• **Work instructions**
Skip the pictures. Repeat everything else in the records word for word.

• **Records provided**
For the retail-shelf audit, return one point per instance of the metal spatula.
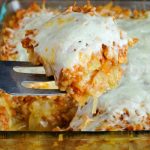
(10, 80)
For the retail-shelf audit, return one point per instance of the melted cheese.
(133, 93)
(64, 38)
(30, 21)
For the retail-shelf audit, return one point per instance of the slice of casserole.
(84, 52)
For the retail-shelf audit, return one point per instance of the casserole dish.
(133, 138)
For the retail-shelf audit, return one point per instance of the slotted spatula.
(11, 81)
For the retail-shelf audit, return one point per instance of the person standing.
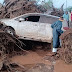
(66, 17)
(56, 33)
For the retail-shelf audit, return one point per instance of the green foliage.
(69, 8)
(48, 4)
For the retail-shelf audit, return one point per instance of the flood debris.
(40, 67)
(14, 8)
(66, 50)
(8, 45)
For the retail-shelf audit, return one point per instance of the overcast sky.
(57, 3)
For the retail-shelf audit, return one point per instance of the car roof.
(37, 14)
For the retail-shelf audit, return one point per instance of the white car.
(31, 26)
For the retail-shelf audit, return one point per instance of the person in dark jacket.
(56, 33)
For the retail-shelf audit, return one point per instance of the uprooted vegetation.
(66, 50)
(13, 8)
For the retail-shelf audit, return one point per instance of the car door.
(28, 28)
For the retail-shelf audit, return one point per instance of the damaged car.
(31, 26)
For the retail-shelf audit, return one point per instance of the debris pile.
(66, 50)
(57, 12)
(8, 45)
(13, 8)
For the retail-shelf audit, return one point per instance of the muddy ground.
(35, 59)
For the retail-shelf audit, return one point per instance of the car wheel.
(10, 30)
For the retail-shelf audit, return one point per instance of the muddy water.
(33, 58)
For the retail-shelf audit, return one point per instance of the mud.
(66, 50)
(35, 62)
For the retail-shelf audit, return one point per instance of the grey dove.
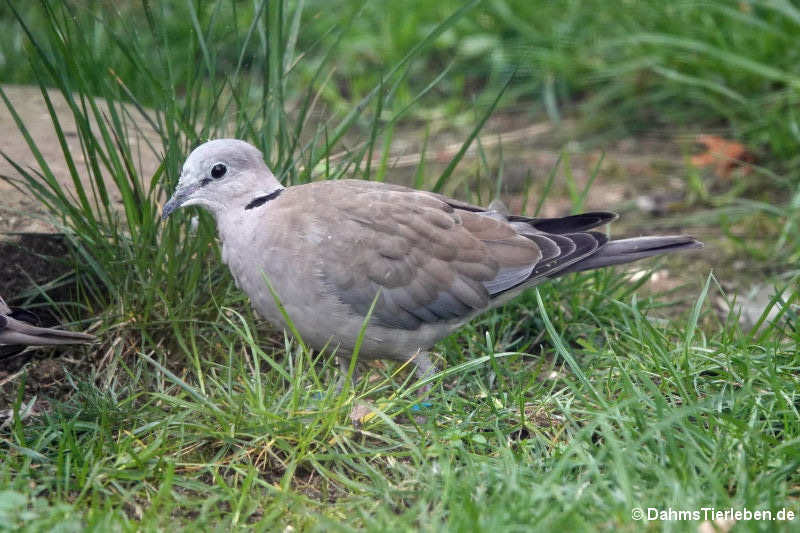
(17, 329)
(328, 248)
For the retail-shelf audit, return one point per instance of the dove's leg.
(425, 369)
(344, 368)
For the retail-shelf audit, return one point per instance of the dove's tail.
(633, 249)
(13, 331)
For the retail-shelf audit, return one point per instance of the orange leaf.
(723, 154)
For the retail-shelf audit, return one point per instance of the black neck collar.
(261, 200)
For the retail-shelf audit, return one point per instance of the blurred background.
(681, 116)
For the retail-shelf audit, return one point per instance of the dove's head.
(220, 175)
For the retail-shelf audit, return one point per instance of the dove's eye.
(218, 170)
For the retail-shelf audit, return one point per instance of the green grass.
(565, 410)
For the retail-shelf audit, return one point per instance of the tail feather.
(628, 250)
(17, 332)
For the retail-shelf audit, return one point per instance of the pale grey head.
(222, 174)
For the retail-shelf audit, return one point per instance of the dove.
(17, 330)
(429, 263)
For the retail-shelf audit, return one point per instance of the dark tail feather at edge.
(633, 249)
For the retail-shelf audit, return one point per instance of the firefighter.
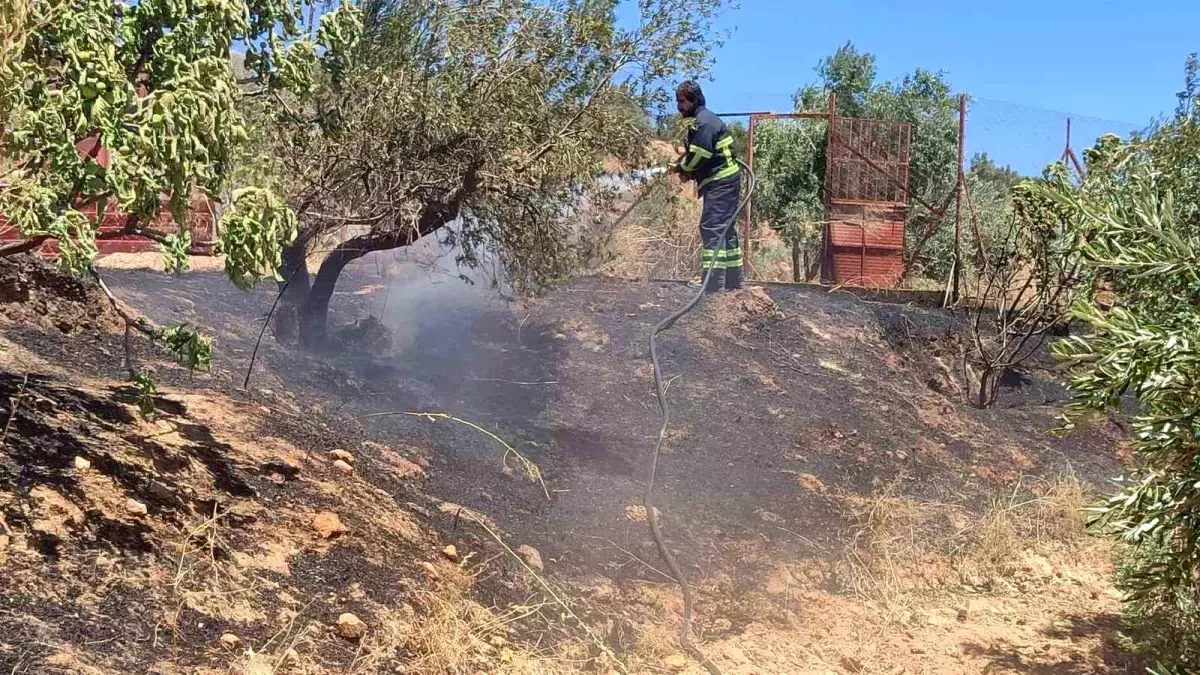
(708, 160)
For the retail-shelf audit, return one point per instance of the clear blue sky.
(1111, 66)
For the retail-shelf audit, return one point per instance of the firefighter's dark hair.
(693, 93)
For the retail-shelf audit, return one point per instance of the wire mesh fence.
(957, 197)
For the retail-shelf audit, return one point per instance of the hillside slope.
(834, 503)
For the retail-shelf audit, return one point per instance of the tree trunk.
(294, 290)
(989, 380)
(313, 314)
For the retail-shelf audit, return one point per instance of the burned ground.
(790, 407)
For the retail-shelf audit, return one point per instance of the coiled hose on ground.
(652, 515)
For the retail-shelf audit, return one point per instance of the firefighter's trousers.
(723, 255)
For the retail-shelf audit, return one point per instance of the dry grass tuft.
(453, 633)
(904, 550)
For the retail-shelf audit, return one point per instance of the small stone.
(810, 483)
(852, 664)
(351, 627)
(328, 525)
(342, 455)
(431, 571)
(532, 556)
(676, 662)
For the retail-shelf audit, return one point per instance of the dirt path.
(795, 412)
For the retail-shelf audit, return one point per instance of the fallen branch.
(531, 469)
(541, 581)
(12, 414)
(132, 321)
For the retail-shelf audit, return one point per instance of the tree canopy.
(486, 120)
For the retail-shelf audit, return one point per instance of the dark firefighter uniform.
(709, 162)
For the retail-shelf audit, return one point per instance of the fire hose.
(652, 514)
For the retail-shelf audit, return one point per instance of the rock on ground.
(532, 556)
(351, 627)
(328, 525)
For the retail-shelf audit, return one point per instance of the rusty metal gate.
(867, 197)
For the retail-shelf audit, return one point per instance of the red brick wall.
(201, 219)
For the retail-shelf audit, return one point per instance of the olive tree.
(1137, 215)
(151, 83)
(485, 120)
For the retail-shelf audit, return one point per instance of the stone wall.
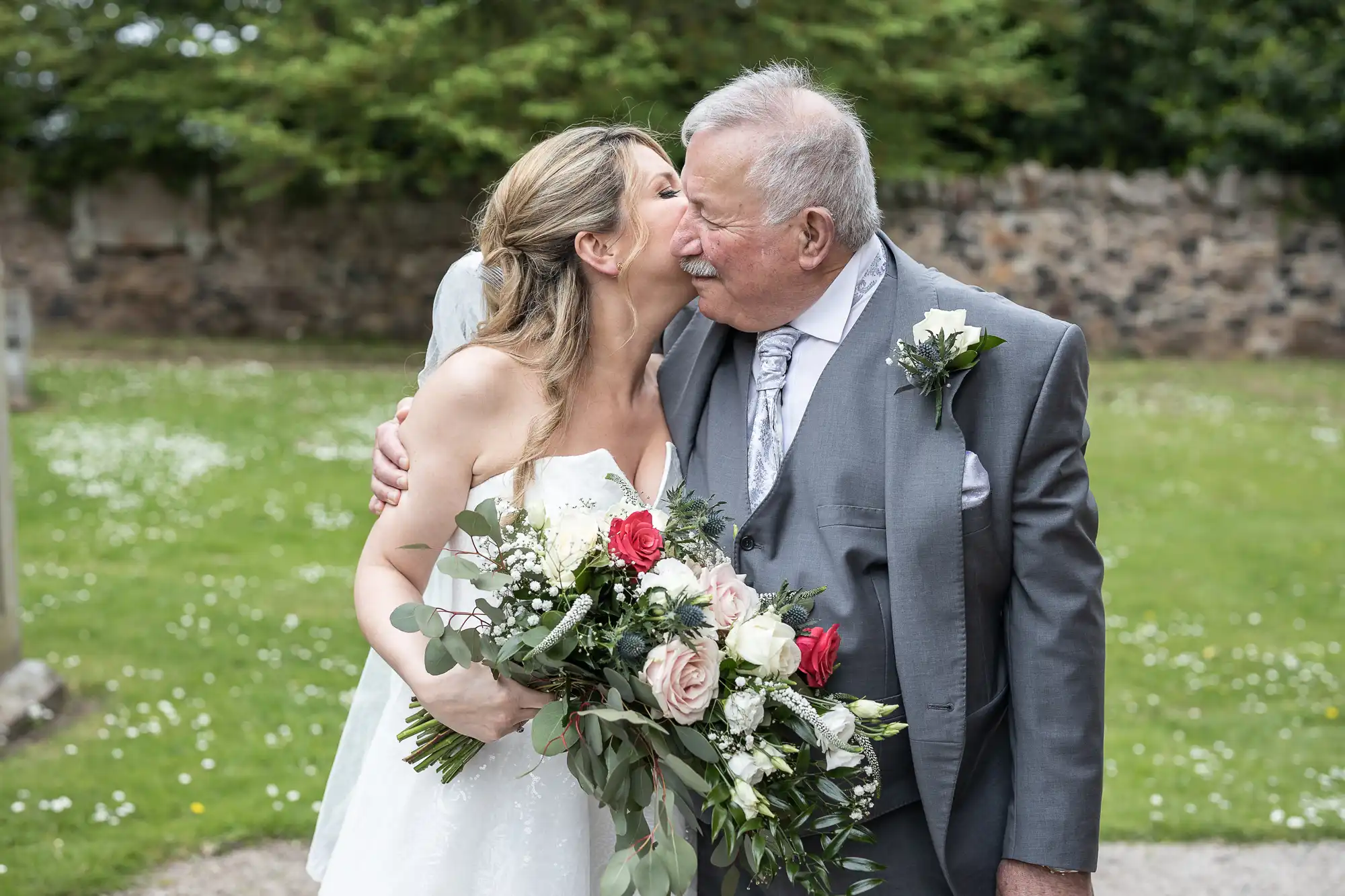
(1147, 264)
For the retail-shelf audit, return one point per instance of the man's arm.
(1055, 631)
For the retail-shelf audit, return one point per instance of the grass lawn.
(189, 532)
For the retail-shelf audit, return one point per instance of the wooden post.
(29, 689)
(10, 642)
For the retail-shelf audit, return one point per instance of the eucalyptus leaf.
(474, 524)
(551, 729)
(404, 618)
(431, 623)
(457, 647)
(592, 729)
(617, 876)
(492, 581)
(578, 762)
(458, 567)
(536, 635)
(688, 775)
(718, 817)
(680, 858)
(642, 784)
(652, 876)
(490, 611)
(618, 681)
(473, 638)
(438, 659)
(512, 646)
(697, 743)
(618, 783)
(622, 715)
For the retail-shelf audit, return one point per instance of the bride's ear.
(598, 252)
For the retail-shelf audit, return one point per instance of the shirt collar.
(827, 318)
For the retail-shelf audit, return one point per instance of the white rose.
(766, 642)
(746, 767)
(570, 540)
(840, 721)
(948, 323)
(731, 598)
(744, 710)
(672, 576)
(746, 798)
(536, 510)
(870, 709)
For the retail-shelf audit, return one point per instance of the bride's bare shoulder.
(477, 385)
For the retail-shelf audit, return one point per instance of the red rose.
(820, 654)
(637, 541)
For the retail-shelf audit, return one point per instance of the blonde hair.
(539, 311)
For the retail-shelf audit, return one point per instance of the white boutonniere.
(944, 345)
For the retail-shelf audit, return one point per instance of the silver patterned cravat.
(766, 442)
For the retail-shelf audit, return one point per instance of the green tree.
(418, 97)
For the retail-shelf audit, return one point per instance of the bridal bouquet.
(675, 682)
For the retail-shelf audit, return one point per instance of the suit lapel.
(685, 380)
(926, 563)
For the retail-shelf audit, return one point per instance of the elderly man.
(960, 559)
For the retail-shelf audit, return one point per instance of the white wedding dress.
(512, 823)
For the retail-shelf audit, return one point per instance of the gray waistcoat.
(824, 522)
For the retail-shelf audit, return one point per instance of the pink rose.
(731, 598)
(684, 680)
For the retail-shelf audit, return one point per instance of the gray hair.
(813, 159)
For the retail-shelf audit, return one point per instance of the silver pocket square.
(976, 482)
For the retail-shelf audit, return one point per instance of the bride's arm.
(445, 436)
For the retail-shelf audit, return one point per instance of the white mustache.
(699, 268)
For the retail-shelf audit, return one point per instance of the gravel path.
(1126, 869)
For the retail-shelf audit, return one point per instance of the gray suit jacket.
(997, 619)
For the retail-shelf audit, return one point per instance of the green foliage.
(431, 99)
(424, 99)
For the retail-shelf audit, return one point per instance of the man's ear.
(817, 237)
(598, 252)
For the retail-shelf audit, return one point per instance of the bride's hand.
(473, 702)
(391, 463)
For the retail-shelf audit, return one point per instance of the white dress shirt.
(821, 327)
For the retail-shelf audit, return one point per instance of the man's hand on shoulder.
(1022, 879)
(391, 462)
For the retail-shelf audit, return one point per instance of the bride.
(555, 392)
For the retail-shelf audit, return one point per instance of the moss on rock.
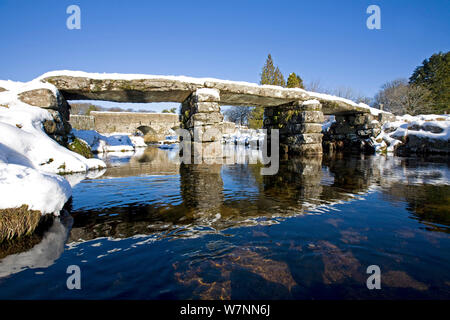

• **Solution to this problem**
For the retail-shelf audit, return one point per instance of the metal spatula.
(10, 80)
For the retail-shelf audit, return one point per instance of the melted cheese.
(133, 93)
(64, 38)
(30, 21)
For the retail-shelf audit, return one point per instance of the slice of casserole.
(84, 52)
For the retail-shelf audit, return one point per instance of the casserole dish.
(133, 138)
For the retail-shelf audit, return one point per instance of the slotted spatula.
(11, 81)
For the retail-shelf audit, return one point per instance of the person standing.
(66, 17)
(56, 33)
For the retail-shelf audit, return one point per instance of the green foliage.
(69, 8)
(48, 4)
For the retail-shelf audit, return one point per instance of the flood debris.
(40, 67)
(14, 8)
(66, 50)
(8, 45)
For the retail-shelf audit, return one point per instance of the overcast sky.
(57, 3)
For the retail-shelf audit, return one point per instance of the car roof.
(37, 14)
For the retail-shelf audit, return one point per instance of the white car.
(31, 26)
For the retail-shelf audit, return one point per instance of the person in dark jacket.
(56, 33)
For the retail-shelf audit, return one point per instance of the uprooted vegetation.
(66, 50)
(13, 8)
For the retail-shelf audit, return one point per instance of the car door.
(28, 28)
For the retail-shelf audit, return one point per instance of the damaged car.
(31, 26)
For the retail-shelf audit, return one point per instance of the debris pile.
(66, 50)
(57, 12)
(8, 45)
(13, 8)
For the retail-shelf audit, return one point per instance of the muddy ground.
(35, 59)
For the retail-shelf audit, return one point per instance of the car wheel.
(10, 30)
For the retail-shelf audit, return one point per instance of the muddy water.
(33, 58)
For the retail-shelf audit, return one point per instance of the mud.
(66, 50)
(35, 62)
For the retail-shelf audit, return one point per instance of the grey dove.
(17, 329)
(328, 248)
For the retail-shelf audit, return one point per instance of the dove's leg.
(425, 369)
(344, 368)
For the retail-shelf audit, return one point per instance of the dove's tail.
(633, 249)
(13, 331)
For the retail-shelf audit, return one point per instance of the orange leaf.
(723, 154)
For the retail-shelf audit, return one point per instance of the black neck collar.
(261, 200)
For the retail-shelf audit, return one point per instance of the blurred background.
(681, 116)
For the retail-shelf audit, return one point per instance of the dove's head.
(220, 175)
For the retail-shelf audit, return one point per instance of the dove's eye.
(218, 170)
For the retail-shelf audit, return one point per instance of the green grass.
(565, 410)
For the retail-shelf audit, return one point per instance of the tail feather.
(628, 250)
(17, 332)
For the retail-shelf audit, return one point per instance of the pale grey head.
(222, 174)
For the retail-shelf audit, return one point per instance of the dove.
(17, 330)
(429, 263)
For the retail-shelf audit, return one point per instance of the dark tail feather at edge.
(633, 249)
For the retail-shelf audit, return one point per instance of the firefighter.
(708, 160)
For the retail-shelf audit, return one point per instance of the clear blue sky.
(1111, 66)
For the retail-shelf audit, return one point per instance of the firefighter's dark hair.
(693, 93)
For the retail-shelf audit, return one point per instance of the wire mesh fence.
(957, 197)
For the retail-shelf audit, return one point per instance of the hillside slope.
(834, 503)
For the retail-shelf audit, return one point per instance of the tree trunk.
(294, 290)
(989, 380)
(313, 314)
For the retail-shelf audit, return one point per instance of the burned ground.
(790, 407)
For the retail-shelf audit, return one point per instance of the coiled hose on ground.
(652, 515)
For the retail-shelf audit, return one point per instance of the firefighter's trousers.
(723, 255)
For the retail-shelf audit, return one point per instance of the dry grass tuft.
(453, 633)
(904, 550)
For the retail-shelf audit, return one point per instance of the small stone.
(810, 483)
(852, 664)
(351, 627)
(328, 525)
(342, 455)
(431, 571)
(532, 556)
(676, 662)
For the retail-shelf audit, return one point per instance of the dirt path.
(795, 412)
For the retail-shelf audit, return one point per instance of the fallen branch.
(531, 469)
(541, 581)
(12, 414)
(132, 321)
For the retail-shelf audit, return one point per instance of the tree canopy.
(486, 120)
For the retail-shelf audit, return one point per instance of the dark firefighter uniform.
(709, 162)
For the retail-shelf audit, return one point per instance of the fire hose.
(652, 514)
For the retail-shelf audit, return one point per instance of the rock on ground.
(532, 556)
(351, 627)
(328, 525)
For the retail-shelf audit, return one point per instance of the rusty metal gate.
(867, 197)
For the retail-shelf audit, return one point per instance of the red brick wall.
(201, 219)
For the retail-shelf audit, return one point per instance of the olive tree.
(1137, 215)
(151, 83)
(485, 120)
For the retail-shelf audit, return one point per instance of the stone wall.
(1147, 264)
For the retail-shelf audit, return one point per instance of the man's arm.
(1055, 631)
For the retail-shelf audit, return one point per instance of the grass lawn.
(189, 532)
For the retail-shelf audit, return one point per instance of the wooden post.
(29, 689)
(10, 642)
For the retail-shelf audit, return one point per instance of the eucalyptus leaf.
(474, 524)
(551, 729)
(404, 618)
(431, 623)
(457, 647)
(592, 729)
(617, 876)
(492, 581)
(578, 762)
(458, 567)
(536, 635)
(688, 775)
(718, 817)
(680, 858)
(642, 784)
(652, 876)
(490, 611)
(618, 681)
(473, 638)
(438, 659)
(512, 646)
(697, 743)
(618, 783)
(622, 715)
For the retail-shelf audit, return one point per instance of the bride's ear.
(598, 252)
For the retail-shelf audit, return one point per instance of the shirt collar.
(827, 318)
For the retail-shelf audit, return one point per instance of the white rose.
(766, 642)
(746, 767)
(570, 540)
(840, 721)
(948, 323)
(731, 598)
(744, 710)
(672, 576)
(746, 798)
(536, 510)
(870, 709)
For the retail-shelf audit, return one point per instance of the bride's bare shoulder.
(477, 385)
For the retail-shelf audit, return one point per instance of the red rose.
(820, 654)
(637, 541)
For the retail-shelf audit, return one point per instance of the blonde hair.
(539, 311)
For the retail-shelf audit, return one point per instance of the white boutonniere.
(944, 345)
For the retail-shelf audit, return one point per instance of the silver patterned cravat.
(766, 442)
For the retail-shelf audit, return one point per instance of the green tree.
(418, 97)
For the retail-shelf audit, return one point per instance of the bridal bouquet.
(675, 682)
For the retail-shelf audit, return one point per instance of the suit lapel.
(685, 380)
(926, 563)
For the retail-shelf audit, return one point per instance of the elderly man.
(960, 559)
For the retail-shelf audit, return one point per instance of the white wedding dress.
(512, 823)
For the retail-shelf audit, return one point per instance of the gray waistcoat.
(824, 522)
For the retail-shelf audit, return one point per instance of the pink rose.
(731, 598)
(684, 680)
For the retail-shelf audit, return one point per instance of the gray hair.
(813, 159)
For the retail-shelf audit, return one point per instance of the silver pocket square.
(976, 482)
For the retail-shelf audit, return one point per instance of the bride's arm.
(445, 436)
For the retail-shelf audit, return one point per instance of the white mustache.
(699, 268)
For the retail-shelf audit, return one point per instance of the gravel path.
(1126, 869)
For the retail-shelf audit, return one point per instance of the gray suit jacket.
(997, 619)
For the retail-shelf audit, return one point per instance of the green foliage.
(431, 99)
(424, 99)
For the retail-shelf audit, return one point per instance of the man's ear.
(817, 237)
(598, 252)
For the retail-shelf audit, return one point per instance of the bride's hand.
(473, 702)
(391, 463)
For the retail-shelf audit, return one point per instance of the white dress shirt.
(821, 327)
For the retail-shelf audit, return one point per instance of the man's hand on shoulder.
(1022, 879)
(391, 462)
For the retail-shelf audit, return one point per instance of the bride.
(555, 392)
For the retail-shelf audit, return one point per instance of the moss on rock.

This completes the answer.